◆ Aim of the exercise: Scan the records for "like". Show the matching lines.

+++

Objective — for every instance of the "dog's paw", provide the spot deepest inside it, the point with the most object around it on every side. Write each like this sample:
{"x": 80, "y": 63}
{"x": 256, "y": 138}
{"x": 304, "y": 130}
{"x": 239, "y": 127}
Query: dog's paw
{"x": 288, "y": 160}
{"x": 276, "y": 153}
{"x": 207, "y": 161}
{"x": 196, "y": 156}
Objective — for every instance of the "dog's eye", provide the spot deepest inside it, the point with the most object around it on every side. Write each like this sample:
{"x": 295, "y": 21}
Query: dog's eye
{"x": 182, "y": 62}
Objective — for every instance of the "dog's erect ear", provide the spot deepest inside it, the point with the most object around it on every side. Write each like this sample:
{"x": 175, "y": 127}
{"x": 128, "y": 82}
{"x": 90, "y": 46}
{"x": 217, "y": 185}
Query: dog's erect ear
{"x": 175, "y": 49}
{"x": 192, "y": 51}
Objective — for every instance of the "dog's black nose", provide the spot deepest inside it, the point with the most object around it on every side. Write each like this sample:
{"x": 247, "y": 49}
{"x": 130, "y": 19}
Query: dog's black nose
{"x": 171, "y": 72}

+++

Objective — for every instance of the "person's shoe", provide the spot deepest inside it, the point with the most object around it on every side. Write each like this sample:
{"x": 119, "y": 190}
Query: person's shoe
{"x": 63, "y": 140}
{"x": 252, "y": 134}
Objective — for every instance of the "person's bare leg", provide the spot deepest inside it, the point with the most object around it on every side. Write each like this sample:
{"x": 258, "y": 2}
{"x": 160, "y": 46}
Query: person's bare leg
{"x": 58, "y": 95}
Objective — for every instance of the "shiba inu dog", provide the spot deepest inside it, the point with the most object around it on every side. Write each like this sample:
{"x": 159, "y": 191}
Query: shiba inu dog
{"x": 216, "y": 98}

+++

◆ Result below:
Objective — for every instance of the "dog's paw", provide the spot deepest inside it, the point with the most object around it on every side. Write each like this sample:
Objective — for every instance of the "dog's eye", provide the spot deepest inside it, the point with the most object around it on every side. Write each like this sample:
Objective — for every instance of the "dog's erect ear", provide the spot deepest inside it, the point with the most object around it on every side. Write each like this sample:
Objective — for every instance of the "dog's black nose", provide the spot deepest inside it, the point with the most object around it on every side. Write each like this sample:
Objective — for every instance of the "person's shoe", provide the spot deepest inside it, the point with the most object around it on every side. Write each like this sample:
Objective — for every instance of the "person's bare leg", provide the spot deepest inside it, the point with the most object around it on every side. Write each like this sample:
Objective — for every instance of the "shiba inu dog", provide the spot deepest inside it, the point with the most object around it on every side. Write each like this sample:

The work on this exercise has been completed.